*WHAT IS NEEDED*
Leaving out the images, please output every entry exactly as it appears.

[Referring expression pointing data]
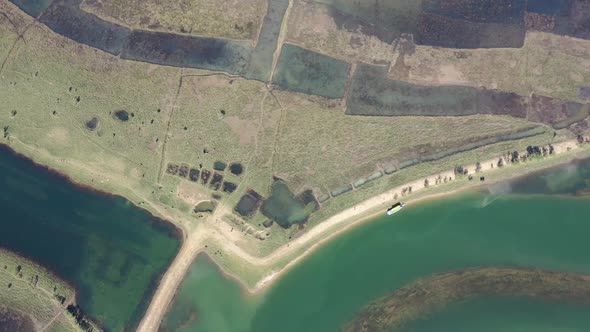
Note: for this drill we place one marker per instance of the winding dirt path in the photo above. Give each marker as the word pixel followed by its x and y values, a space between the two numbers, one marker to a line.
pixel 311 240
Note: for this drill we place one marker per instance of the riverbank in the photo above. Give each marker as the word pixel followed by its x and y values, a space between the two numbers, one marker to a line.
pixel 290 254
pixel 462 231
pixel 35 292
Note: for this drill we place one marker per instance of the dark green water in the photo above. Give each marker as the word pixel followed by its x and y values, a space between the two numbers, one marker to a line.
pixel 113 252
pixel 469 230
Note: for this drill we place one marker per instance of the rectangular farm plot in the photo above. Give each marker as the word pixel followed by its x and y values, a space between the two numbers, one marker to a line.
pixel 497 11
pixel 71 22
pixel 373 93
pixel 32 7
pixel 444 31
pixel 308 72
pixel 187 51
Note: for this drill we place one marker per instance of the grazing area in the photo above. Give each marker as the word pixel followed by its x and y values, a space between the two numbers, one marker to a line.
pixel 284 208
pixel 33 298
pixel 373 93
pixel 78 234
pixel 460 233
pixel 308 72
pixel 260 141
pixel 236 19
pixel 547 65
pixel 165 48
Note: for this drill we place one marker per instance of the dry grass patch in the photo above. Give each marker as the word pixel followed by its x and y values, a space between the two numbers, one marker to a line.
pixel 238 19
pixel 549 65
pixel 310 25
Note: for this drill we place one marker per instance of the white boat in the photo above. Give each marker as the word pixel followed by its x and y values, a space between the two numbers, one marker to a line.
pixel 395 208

*EXPECTED OUTPUT*
Note: for this drill we place one marker per instance of the winding dirt path in the photo above. Give each marker as the word pixel followed by its x and y values, a space between the two numbers, one marker to a line.
pixel 311 240
Note: for this drill we place one marker per instance of the riverbank in the photo above. Give each marker as the word pixel followed by its x and y values, a space between the two numbers, one marker to a line.
pixel 290 254
pixel 462 231
pixel 35 292
Note: for this drill we place one marker per instance of the dark green water in the photo above. Give each marker as the word pixel followed by its x and y values, a space between the two numbers, one marker to a line.
pixel 113 252
pixel 469 230
Note: for this drill we place one marker per instance of the rectangular farm plot in the photo above. Give each marker as the word pixel followed by its x and y values, a space between the two numbers, one marker to a line.
pixel 497 11
pixel 71 22
pixel 373 93
pixel 32 7
pixel 444 31
pixel 308 72
pixel 187 51
Note: for this drill we place one marker per instance of the grazing area in the photo above. Give each marker as the word pixel followed by its x and y values, a space between the two numbers, one marker to a line.
pixel 284 208
pixel 33 298
pixel 373 93
pixel 78 234
pixel 460 233
pixel 308 72
pixel 260 141
pixel 236 19
pixel 547 65
pixel 165 48
Note: for this drill we place one marker per instance of the dry grass patch in the photo above. Give each marker as the word pixel followed by its x and y values, a space between the two numbers, one marker to a line.
pixel 238 19
pixel 549 65
pixel 310 25
Note: for this drill we place one marker per instance of the white boat in the photo above. Give each marker as the word pixel followed by its x and y values, a space between the two numbers, one marker to a line.
pixel 395 208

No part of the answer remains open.